**Exercise requirements:** Begin at the line that contains "Indicate every instance of the stone" and stop after the final line, writing out every line in that span again. Shift each coordinate pair by adding 36 to both of its numbers.

[Coordinate annotation entries]
## begin

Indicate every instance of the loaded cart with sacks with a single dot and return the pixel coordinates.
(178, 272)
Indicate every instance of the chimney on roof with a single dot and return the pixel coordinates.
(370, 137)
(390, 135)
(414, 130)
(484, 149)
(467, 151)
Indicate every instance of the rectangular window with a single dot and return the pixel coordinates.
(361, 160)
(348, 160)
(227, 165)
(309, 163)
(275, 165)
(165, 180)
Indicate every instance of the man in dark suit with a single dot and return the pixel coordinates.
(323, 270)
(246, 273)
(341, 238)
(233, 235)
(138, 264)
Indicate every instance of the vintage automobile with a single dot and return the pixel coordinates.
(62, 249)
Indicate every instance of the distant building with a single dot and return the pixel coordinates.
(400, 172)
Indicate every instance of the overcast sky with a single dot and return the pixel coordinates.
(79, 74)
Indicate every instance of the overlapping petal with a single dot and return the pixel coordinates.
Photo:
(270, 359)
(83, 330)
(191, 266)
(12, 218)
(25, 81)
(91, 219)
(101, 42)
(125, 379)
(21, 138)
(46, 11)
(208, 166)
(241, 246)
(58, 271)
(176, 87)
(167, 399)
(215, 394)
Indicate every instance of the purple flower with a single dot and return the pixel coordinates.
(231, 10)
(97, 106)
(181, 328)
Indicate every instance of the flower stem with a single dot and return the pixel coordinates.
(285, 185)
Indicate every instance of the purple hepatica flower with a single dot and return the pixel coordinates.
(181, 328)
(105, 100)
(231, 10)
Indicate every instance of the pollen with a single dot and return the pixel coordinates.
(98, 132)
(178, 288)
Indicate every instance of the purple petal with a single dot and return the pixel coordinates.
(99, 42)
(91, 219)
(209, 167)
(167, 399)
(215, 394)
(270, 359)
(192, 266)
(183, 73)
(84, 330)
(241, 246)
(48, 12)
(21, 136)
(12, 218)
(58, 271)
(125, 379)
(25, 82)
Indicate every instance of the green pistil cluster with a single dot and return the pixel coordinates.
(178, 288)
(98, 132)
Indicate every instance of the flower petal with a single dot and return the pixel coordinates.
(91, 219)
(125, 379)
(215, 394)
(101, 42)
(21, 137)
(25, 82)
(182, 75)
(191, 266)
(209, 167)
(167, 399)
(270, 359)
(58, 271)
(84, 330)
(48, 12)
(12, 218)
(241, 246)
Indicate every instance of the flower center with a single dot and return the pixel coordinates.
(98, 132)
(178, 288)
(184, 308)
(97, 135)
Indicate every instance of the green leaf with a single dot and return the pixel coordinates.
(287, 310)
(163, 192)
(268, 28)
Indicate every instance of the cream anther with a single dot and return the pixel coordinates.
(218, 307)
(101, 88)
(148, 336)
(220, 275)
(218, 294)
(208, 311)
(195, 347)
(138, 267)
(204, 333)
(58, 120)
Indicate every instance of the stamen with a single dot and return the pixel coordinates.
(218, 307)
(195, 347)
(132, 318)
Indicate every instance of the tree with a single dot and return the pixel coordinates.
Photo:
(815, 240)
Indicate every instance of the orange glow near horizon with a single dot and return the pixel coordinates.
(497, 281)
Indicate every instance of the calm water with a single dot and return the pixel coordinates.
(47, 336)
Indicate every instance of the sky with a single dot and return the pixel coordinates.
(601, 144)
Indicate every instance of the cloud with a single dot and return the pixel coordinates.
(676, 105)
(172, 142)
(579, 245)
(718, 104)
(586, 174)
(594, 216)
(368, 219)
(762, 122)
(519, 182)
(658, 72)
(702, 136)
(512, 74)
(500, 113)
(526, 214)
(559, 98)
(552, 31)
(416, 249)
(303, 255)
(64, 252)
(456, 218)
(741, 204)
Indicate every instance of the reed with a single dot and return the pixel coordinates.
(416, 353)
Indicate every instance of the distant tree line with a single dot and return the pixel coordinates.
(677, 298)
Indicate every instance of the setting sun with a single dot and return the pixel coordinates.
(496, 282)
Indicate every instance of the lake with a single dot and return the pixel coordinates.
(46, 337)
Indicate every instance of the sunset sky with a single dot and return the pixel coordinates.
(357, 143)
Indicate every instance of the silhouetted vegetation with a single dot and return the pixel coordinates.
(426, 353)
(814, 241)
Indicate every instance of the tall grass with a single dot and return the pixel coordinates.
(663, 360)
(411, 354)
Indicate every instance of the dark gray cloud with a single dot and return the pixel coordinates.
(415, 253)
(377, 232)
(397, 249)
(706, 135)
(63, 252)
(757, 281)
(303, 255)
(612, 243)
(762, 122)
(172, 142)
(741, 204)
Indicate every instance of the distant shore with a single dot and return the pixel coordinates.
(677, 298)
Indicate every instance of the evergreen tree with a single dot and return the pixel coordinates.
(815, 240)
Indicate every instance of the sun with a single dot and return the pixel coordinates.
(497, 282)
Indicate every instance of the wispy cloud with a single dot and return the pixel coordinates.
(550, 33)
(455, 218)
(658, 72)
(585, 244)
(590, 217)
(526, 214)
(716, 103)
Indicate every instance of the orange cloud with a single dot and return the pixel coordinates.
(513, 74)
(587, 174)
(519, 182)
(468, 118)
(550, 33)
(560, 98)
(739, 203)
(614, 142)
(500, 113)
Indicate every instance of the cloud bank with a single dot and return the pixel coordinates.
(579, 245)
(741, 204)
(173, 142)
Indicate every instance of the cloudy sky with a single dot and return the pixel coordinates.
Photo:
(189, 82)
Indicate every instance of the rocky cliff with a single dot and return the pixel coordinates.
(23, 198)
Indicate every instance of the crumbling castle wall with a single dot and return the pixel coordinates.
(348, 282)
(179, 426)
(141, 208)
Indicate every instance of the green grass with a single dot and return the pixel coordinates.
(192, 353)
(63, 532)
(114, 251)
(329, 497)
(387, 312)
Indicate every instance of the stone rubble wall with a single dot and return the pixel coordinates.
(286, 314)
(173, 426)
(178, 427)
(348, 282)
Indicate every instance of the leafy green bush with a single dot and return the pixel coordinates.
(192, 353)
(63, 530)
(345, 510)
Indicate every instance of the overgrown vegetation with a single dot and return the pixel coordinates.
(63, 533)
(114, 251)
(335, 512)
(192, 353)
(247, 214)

## end

**Full output:**
Indicate every instance of the stone rubble wall with a single dot and return the pixel coordinates.
(322, 350)
(209, 462)
(214, 463)
(384, 318)
Indicate every instance of the leafy green bush with a single dot and return the pixel coordinates.
(228, 389)
(99, 566)
(381, 546)
Indicate every instance of the overgrown vegetation with a single dot and return the pixel coordinates.
(99, 569)
(150, 287)
(371, 548)
(228, 389)
(283, 250)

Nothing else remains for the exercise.